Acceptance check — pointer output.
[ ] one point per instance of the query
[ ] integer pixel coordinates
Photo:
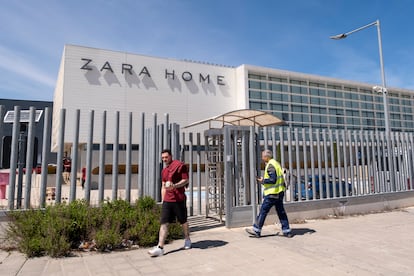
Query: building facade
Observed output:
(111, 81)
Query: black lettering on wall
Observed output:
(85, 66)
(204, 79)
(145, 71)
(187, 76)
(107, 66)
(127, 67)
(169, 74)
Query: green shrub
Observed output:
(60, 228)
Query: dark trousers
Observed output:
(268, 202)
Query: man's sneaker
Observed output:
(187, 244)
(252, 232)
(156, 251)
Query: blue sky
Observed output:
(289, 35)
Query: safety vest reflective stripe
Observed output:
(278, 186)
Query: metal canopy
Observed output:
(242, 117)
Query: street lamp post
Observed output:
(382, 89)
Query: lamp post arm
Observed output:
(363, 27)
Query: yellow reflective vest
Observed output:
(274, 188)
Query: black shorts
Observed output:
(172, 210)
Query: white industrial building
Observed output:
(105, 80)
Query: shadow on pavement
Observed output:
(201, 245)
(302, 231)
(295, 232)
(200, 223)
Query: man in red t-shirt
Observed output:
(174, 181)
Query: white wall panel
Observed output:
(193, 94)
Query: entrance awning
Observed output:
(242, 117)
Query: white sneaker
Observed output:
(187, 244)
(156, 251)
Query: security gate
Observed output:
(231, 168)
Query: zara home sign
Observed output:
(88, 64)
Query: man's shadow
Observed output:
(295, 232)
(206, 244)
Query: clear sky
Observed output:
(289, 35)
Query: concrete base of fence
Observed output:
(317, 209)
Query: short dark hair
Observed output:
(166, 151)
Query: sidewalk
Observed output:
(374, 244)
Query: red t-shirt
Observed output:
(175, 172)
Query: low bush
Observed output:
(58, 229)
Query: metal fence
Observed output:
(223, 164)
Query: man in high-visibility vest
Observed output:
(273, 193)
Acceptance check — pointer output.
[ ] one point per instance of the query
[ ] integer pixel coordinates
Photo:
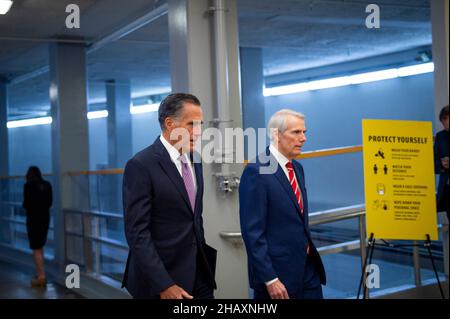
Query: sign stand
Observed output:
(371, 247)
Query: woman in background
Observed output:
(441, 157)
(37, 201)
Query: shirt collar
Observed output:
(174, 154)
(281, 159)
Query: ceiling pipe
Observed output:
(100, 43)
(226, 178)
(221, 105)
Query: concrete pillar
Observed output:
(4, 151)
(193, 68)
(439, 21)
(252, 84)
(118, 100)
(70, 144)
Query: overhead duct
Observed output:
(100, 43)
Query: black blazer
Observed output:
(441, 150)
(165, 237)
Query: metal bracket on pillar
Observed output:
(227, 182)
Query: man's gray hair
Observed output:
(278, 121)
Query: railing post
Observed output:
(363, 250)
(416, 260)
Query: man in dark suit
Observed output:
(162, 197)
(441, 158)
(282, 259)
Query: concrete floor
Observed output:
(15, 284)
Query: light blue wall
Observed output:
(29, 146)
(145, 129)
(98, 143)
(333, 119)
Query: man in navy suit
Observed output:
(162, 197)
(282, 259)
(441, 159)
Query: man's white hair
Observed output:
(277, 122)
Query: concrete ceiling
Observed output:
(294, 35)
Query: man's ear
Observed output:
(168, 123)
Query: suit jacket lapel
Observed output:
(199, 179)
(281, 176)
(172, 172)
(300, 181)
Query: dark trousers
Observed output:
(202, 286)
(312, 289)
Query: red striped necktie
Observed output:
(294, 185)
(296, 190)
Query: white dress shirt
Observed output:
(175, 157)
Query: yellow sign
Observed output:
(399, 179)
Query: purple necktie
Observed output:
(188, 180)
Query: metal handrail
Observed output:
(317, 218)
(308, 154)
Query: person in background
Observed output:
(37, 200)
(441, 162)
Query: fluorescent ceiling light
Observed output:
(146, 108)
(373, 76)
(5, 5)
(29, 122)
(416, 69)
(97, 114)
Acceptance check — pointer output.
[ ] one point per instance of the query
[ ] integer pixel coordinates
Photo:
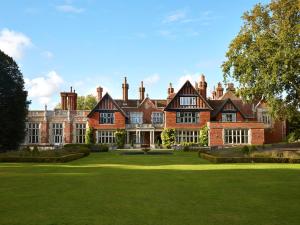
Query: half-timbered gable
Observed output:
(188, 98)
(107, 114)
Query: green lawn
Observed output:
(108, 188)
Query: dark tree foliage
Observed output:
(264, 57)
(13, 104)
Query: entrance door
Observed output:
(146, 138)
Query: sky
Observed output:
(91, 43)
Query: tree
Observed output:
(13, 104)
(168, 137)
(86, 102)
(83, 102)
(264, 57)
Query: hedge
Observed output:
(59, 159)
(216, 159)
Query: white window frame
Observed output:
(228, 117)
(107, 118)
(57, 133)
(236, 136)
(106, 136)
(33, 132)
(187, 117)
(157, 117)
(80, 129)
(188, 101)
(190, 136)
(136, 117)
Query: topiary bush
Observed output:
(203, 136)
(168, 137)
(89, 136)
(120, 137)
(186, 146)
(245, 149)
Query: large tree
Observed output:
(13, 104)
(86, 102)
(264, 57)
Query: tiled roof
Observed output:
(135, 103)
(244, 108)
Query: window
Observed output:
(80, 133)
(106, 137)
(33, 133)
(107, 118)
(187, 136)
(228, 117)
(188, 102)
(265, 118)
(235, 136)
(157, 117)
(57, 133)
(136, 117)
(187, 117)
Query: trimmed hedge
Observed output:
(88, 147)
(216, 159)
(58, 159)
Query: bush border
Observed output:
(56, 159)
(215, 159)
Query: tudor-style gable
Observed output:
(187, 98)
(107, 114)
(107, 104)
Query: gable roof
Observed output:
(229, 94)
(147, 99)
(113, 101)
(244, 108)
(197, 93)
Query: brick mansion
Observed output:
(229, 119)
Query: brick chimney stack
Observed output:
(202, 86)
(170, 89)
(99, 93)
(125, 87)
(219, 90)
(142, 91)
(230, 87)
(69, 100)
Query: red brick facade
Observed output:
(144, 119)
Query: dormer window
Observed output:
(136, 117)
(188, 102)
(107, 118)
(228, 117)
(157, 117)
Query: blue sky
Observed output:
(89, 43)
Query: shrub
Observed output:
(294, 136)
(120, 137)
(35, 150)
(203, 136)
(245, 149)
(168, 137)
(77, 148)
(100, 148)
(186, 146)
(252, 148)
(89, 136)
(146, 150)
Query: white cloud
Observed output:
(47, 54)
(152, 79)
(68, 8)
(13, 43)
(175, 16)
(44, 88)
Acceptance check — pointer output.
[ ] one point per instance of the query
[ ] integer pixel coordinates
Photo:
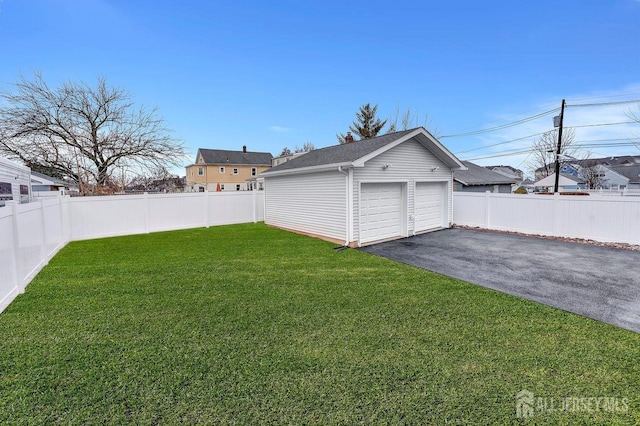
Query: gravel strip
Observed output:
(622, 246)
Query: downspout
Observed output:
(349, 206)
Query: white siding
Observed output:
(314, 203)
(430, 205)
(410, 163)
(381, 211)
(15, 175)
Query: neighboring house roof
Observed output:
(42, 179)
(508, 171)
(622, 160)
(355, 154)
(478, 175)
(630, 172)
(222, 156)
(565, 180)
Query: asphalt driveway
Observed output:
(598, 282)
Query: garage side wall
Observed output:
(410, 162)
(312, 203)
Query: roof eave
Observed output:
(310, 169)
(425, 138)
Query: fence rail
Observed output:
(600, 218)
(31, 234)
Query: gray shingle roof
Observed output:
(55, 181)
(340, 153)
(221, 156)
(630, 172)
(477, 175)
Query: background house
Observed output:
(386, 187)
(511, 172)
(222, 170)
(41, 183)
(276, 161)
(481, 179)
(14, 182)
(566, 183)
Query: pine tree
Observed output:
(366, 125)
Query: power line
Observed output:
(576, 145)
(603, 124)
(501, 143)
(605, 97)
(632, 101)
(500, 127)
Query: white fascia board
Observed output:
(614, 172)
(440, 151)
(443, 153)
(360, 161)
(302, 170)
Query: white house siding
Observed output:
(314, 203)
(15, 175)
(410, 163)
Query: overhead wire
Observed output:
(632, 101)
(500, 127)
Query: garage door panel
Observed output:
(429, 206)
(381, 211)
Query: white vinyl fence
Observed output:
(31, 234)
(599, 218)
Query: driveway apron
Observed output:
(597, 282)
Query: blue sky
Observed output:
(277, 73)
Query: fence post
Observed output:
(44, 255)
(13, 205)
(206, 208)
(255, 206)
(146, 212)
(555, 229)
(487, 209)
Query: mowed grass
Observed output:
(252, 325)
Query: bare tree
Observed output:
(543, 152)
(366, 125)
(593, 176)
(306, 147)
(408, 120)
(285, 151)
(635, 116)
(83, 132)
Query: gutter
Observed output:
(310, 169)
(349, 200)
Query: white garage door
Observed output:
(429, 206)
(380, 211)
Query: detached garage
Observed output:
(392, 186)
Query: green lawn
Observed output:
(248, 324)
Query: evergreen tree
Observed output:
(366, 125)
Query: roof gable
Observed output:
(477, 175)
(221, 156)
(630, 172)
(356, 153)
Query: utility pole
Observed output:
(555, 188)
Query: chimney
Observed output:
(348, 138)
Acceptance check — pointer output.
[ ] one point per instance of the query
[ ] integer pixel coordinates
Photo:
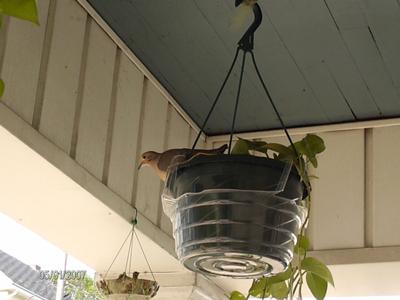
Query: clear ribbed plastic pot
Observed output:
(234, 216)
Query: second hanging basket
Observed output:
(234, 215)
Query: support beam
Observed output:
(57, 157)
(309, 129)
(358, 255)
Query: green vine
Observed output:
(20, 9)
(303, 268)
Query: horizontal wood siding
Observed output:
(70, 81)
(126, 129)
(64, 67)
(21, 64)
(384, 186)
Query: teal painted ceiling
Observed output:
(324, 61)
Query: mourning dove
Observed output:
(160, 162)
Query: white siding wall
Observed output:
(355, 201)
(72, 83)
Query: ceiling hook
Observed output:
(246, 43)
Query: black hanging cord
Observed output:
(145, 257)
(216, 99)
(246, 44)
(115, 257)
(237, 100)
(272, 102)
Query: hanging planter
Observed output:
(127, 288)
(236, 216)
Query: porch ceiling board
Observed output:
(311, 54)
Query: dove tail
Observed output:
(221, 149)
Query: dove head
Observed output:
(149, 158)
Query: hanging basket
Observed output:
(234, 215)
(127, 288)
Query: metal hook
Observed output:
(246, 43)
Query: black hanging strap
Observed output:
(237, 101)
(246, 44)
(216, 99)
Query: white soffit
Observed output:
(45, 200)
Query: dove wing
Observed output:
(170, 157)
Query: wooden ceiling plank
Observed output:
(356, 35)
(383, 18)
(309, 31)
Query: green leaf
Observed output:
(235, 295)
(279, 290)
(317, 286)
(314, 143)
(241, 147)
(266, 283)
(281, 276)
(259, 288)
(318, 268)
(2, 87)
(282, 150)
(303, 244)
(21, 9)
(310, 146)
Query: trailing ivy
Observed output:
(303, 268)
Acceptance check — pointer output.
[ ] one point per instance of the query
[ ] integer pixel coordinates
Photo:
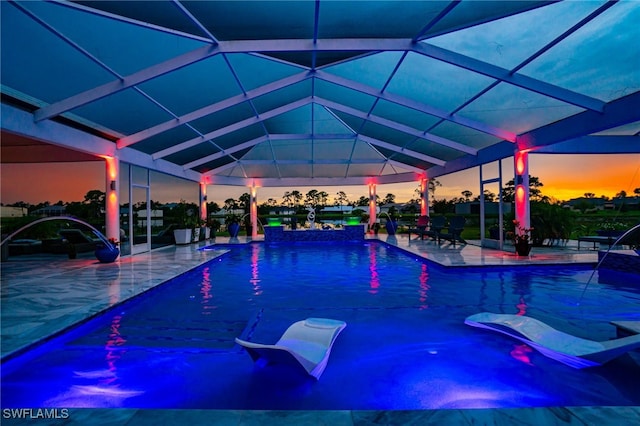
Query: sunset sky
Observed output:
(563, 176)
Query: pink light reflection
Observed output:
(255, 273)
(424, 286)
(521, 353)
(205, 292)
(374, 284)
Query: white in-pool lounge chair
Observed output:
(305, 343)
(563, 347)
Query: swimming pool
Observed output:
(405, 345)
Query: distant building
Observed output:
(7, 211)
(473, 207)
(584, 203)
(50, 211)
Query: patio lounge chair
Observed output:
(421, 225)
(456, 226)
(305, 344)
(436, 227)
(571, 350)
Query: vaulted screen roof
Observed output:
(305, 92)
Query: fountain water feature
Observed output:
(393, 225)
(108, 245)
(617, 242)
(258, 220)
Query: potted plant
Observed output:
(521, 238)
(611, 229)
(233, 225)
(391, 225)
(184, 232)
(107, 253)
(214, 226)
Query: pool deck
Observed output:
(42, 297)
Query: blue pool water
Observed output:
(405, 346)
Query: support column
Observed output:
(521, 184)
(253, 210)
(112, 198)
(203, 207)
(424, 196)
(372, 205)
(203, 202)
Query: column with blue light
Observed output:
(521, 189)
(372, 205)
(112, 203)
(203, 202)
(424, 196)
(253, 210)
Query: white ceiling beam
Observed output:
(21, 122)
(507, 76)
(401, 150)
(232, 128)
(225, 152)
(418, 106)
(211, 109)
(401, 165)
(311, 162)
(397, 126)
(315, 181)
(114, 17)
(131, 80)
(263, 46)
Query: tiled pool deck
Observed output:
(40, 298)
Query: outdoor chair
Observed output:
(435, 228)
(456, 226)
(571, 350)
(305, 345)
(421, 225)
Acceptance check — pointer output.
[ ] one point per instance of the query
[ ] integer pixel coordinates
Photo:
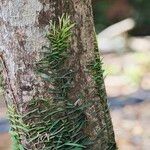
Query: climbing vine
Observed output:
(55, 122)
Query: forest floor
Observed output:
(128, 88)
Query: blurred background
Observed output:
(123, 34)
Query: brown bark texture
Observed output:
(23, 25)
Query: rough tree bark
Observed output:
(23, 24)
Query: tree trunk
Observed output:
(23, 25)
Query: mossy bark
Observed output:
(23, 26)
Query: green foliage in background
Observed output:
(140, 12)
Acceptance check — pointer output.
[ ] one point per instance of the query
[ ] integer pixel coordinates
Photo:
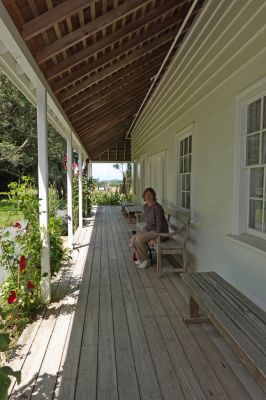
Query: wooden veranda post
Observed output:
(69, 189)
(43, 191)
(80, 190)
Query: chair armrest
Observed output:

____________

* What is required *
Give everything in the material from the line containing "Query: tree trunk" down through the last line, both ends included, as a JSON list of strings with one string per line and blank lines omitted. Leave the pictures out of the answer.

* Correct result *
[
  "Query: tree trunk",
  "Observed output:",
  "(23, 25)",
  "Query: mossy bark",
  "Observed output:",
  "(23, 26)",
  "Query: green foliage in background",
  "Observed output:",
  "(140, 12)",
  "Acceptance check — pointer output.",
  "[ ] one point per instance of the query",
  "[ ] integer pixel coordinates",
  "Photo:",
  "Query: wooden veranda post",
  "Observed output:",
  "(69, 189)",
  "(43, 191)",
  "(80, 190)",
  "Query: chair armrest",
  "Observed output:"
]